ACTIVITY →
Using the records below, repeat exactly the lines from the one holding "Target: asphalt road" through the one holding "Target: dry grass field", both ends included, and no others.

THE INPUT →
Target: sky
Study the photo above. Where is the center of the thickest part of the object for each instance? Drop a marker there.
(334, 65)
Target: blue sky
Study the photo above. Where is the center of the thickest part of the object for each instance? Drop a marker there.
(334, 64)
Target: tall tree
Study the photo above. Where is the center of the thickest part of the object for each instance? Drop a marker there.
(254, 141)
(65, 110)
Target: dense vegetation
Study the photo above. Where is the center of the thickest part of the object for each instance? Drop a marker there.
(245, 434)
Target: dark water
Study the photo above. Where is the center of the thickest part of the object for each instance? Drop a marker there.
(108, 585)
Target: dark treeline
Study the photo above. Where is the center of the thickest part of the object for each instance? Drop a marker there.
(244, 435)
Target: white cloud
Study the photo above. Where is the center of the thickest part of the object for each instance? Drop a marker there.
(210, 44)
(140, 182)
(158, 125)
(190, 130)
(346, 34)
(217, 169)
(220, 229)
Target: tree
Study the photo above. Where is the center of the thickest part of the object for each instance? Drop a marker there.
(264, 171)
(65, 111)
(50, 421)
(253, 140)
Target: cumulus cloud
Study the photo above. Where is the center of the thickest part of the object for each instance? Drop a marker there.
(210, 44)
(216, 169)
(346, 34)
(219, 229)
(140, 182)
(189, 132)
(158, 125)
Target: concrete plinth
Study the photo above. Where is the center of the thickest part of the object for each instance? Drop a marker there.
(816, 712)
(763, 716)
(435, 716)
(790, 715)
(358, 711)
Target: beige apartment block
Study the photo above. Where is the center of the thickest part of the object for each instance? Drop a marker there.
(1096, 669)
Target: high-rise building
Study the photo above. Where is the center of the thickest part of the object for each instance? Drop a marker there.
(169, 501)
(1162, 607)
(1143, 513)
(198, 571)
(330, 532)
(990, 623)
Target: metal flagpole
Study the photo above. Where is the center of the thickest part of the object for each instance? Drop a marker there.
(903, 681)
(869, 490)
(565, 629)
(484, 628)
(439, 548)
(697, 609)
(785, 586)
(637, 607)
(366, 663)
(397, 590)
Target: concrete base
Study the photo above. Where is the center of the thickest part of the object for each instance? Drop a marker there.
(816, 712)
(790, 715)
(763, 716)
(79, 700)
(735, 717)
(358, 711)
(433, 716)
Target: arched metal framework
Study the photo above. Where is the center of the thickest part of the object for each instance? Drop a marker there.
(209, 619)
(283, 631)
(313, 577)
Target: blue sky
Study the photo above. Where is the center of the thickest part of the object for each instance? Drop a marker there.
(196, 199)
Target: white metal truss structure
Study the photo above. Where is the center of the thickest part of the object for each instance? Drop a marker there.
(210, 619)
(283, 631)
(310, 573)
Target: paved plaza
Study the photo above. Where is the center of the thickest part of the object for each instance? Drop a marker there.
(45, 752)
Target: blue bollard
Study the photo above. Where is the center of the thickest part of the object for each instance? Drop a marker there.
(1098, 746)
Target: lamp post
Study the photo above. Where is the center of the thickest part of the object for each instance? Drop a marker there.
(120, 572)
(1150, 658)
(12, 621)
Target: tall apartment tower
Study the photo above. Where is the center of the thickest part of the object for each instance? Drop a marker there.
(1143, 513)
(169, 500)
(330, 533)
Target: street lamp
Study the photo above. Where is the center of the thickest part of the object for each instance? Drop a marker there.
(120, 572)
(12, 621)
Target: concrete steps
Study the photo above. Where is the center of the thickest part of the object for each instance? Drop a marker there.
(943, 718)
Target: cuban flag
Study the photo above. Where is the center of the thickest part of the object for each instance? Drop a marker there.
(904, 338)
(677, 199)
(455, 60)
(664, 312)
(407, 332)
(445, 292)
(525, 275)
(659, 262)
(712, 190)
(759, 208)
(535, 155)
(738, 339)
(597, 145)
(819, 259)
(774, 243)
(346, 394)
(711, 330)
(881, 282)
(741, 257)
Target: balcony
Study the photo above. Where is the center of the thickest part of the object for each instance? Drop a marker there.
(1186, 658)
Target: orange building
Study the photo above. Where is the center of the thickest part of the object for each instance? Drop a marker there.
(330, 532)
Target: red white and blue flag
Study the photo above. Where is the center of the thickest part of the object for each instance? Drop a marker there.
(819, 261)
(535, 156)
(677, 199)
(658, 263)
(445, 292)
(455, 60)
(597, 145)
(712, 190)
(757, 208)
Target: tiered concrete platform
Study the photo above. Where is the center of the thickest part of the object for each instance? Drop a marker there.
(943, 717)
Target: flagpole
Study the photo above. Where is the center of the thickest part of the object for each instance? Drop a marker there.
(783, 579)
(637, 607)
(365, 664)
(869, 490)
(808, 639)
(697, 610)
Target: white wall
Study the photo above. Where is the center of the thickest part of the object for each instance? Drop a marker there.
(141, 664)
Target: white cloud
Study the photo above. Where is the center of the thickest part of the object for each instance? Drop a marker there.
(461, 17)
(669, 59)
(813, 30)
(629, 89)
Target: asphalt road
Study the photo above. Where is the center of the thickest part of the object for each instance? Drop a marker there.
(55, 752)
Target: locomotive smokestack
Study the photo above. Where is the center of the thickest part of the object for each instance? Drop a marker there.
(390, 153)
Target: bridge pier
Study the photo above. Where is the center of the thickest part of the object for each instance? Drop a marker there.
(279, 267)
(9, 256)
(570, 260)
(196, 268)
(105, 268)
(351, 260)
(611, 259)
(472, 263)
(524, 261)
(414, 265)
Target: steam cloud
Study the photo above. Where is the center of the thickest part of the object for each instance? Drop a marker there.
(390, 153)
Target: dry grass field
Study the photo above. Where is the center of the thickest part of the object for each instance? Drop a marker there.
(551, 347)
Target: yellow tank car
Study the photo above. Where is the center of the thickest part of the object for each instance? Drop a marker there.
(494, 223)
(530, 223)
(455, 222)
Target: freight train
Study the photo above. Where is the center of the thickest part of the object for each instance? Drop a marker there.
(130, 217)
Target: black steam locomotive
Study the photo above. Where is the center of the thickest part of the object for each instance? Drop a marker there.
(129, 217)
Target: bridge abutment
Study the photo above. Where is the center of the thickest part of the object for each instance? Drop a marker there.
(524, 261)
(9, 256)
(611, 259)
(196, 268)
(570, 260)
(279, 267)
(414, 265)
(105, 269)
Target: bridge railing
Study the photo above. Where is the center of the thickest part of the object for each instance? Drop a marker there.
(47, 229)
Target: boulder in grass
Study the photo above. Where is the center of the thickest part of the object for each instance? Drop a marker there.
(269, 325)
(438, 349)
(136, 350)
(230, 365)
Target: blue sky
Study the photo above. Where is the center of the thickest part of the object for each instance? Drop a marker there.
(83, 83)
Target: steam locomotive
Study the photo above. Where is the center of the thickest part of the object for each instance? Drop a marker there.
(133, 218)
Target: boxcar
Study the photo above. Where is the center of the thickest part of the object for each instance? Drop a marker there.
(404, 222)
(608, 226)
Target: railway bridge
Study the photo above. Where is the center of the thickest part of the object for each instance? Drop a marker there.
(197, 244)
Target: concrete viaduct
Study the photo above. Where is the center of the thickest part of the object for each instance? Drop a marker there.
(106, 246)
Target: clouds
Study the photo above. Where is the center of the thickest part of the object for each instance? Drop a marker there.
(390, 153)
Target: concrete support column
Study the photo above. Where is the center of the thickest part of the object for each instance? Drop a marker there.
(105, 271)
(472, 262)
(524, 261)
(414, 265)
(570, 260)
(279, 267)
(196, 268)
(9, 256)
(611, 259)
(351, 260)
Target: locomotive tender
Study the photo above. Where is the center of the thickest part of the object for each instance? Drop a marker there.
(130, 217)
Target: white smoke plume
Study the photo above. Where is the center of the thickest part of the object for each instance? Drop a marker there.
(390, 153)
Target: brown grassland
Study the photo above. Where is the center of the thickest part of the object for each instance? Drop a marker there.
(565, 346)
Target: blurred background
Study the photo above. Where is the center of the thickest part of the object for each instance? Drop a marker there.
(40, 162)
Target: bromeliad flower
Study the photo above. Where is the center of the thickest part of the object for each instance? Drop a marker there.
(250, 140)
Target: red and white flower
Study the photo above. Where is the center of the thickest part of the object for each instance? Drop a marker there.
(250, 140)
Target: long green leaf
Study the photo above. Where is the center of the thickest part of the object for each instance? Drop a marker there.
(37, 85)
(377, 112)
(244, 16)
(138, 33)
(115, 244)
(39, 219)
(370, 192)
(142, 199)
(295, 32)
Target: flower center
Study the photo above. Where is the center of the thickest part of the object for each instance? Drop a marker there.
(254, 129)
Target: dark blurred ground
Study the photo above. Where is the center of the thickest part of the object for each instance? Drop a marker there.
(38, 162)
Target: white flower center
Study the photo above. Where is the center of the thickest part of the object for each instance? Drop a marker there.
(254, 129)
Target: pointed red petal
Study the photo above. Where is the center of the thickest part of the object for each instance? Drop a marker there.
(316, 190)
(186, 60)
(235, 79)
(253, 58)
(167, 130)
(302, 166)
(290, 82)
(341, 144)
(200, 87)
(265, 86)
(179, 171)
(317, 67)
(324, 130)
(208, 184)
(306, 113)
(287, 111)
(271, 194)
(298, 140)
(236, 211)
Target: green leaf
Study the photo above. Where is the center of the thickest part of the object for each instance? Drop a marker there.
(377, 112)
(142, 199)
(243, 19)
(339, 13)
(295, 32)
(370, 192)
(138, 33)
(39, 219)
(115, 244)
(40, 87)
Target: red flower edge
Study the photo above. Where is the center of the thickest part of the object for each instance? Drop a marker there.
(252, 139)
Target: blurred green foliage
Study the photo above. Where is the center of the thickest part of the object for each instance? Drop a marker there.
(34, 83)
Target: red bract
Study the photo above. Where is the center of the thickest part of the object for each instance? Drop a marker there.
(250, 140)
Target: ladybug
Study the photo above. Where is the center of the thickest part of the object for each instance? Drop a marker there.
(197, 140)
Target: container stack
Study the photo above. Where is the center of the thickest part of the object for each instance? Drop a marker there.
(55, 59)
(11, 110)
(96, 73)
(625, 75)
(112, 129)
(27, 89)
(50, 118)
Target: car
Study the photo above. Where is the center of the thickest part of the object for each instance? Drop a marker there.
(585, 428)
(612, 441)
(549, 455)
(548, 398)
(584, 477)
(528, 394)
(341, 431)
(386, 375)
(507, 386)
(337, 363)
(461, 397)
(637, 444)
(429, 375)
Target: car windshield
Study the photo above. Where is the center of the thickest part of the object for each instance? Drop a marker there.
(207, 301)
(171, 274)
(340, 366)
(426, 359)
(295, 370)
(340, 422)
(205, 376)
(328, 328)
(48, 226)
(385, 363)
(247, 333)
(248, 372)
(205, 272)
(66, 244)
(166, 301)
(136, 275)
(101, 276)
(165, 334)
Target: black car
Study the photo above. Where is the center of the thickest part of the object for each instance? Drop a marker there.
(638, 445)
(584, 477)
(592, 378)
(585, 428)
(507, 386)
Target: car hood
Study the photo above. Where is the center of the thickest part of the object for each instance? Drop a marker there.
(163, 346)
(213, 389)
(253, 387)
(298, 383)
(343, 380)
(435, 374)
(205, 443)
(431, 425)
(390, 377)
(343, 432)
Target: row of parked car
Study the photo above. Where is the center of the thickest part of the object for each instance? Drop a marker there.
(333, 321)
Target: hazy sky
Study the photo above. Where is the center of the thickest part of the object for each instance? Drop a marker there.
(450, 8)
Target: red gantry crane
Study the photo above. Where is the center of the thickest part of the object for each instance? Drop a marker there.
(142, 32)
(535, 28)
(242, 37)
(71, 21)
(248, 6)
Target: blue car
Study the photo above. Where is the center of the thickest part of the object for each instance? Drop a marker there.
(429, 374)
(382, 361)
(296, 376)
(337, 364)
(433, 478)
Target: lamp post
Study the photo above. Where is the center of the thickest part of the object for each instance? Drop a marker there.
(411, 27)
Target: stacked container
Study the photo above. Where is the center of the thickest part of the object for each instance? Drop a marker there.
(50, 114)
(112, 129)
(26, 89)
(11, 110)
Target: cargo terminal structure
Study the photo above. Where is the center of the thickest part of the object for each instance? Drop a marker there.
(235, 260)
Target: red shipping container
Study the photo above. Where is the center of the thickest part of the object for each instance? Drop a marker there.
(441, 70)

RESULT OF THE EXERCISE →
Target: asphalt road
Study the photo above. Where is the center of the thickest part of the object for each instance? Drop a marker there.
(55, 752)
Target: locomotive smokestack
Study the photo above. Where is the center of the thickest part of the object for each instance? Drop a marker there.
(390, 153)
Target: bridge pier
Study the photo above. Where is the center of the thickest part of the object for each instance? Drop a marker there.
(279, 267)
(9, 256)
(570, 260)
(196, 268)
(105, 268)
(351, 260)
(611, 259)
(472, 263)
(524, 261)
(414, 265)
Target: steam cloud
Study the photo above. Where is the center of the thickest part of the object for each instance? Drop a marker there.
(390, 153)
Target: dry grass field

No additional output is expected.